Top of TEXT SEGMENT

By Dave Barry
as appeared in "The Miami Herald", June 26, 1998
This year, why not hold an old-fashioned Fourth of July Picnic?
Food poisoning is one good reason. After a few hours in the sun,
ordinary potato salad can develop bacteria the size of raccoons. But
don't let the threat of agonizingly painful death prevent you from
celebrating the birth of our nation, just as Americans have been doing
ever since that historic first July Fourth when our Founding Fathers --
George Washington, Benjamin Franklin, Thomas Jefferson, Bob Dole and
Tony Bennett -- landed on Plymouth Rock.
Step one in planning your picnic is to decide on a menu. Martha Stewart
has loads of innovative suggestions for unique, imaginative and tasty
summer meals. So you can forget about her. "If Martha Stewart comes
anywhere near my picnic, she's risking a barbecue fork to the eyeball"
should be your patriotic motto. Because you're having a traditional
Fourth of July picnic, and that means a menu of hot dogs charred into
cylinders of industrial-grade carbon, and hamburgers so undercooked that
when people try to eat them, they leap off the plate and frolic on the
lawn like otters.
Dad should be in charge of the cooking, because only Dad, being a male
of the masculine gender, has the mechanical "know-how" to operate a
piece of technology as complex as a barbecue grill. To be truly
traditional, the grill should be constructed of the following materials:
-- 4 percent "rust-resistant" steel;
-- 58 percent rust;
-- 23 percent hardened black grill scunge from food cooked as far back
as 1987 (the scunge should never be scraped off, because it is what is
actually holding the grill together);
-- 15 percent spiders.
If the grill uses charcoal as a fuel, Dad should remember to start
lighting the fire early (no later than April 10) because charcoal, in
accordance with federal safety regulations, is a mineral that does not
burn. The spiders get a huge kick out of watching Dad attempt to ignite
it; they emit hearty spider chuckles and slap themselves on all eight
knees. This is why many dads prefer the modern gas grill, which ignites
at the press of a button and burns with a steady, even flame until you
put food on it, at which time it runs out of gas.

Bottom of TEXT SEGMENT

Return everything in the picnic column from "By Dave Barry" down to "on Plymouth Rock.". Use only the picnic column above.

Top of INFORMATION SHOWN

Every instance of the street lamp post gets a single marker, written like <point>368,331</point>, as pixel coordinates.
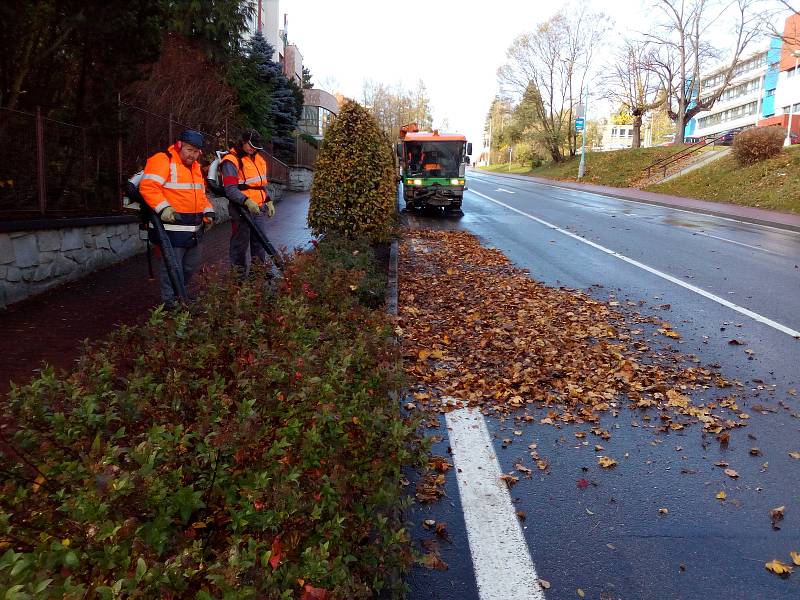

Bottom of INFORMATION SHOWN

### [WRITTEN ANSWER]
By Dave Barry
as appeared in "The Miami Herald", June 26, 1998
This year, why not hold an old-fashioned Fourth of July Picnic?
Food poisoning is one good reason. After a few hours in the sun,
ordinary potato salad can develop bacteria the size of raccoons. But
don't let the threat of agonizingly painful death prevent you from
celebrating the birth of our nation, just as Americans have been doing
ever since that historic first July Fourth when our Founding Fathers --
George Washington, Benjamin Franklin, Thomas Jefferson, Bob Dole and
Tony Bennett -- landed on Plymouth Rock.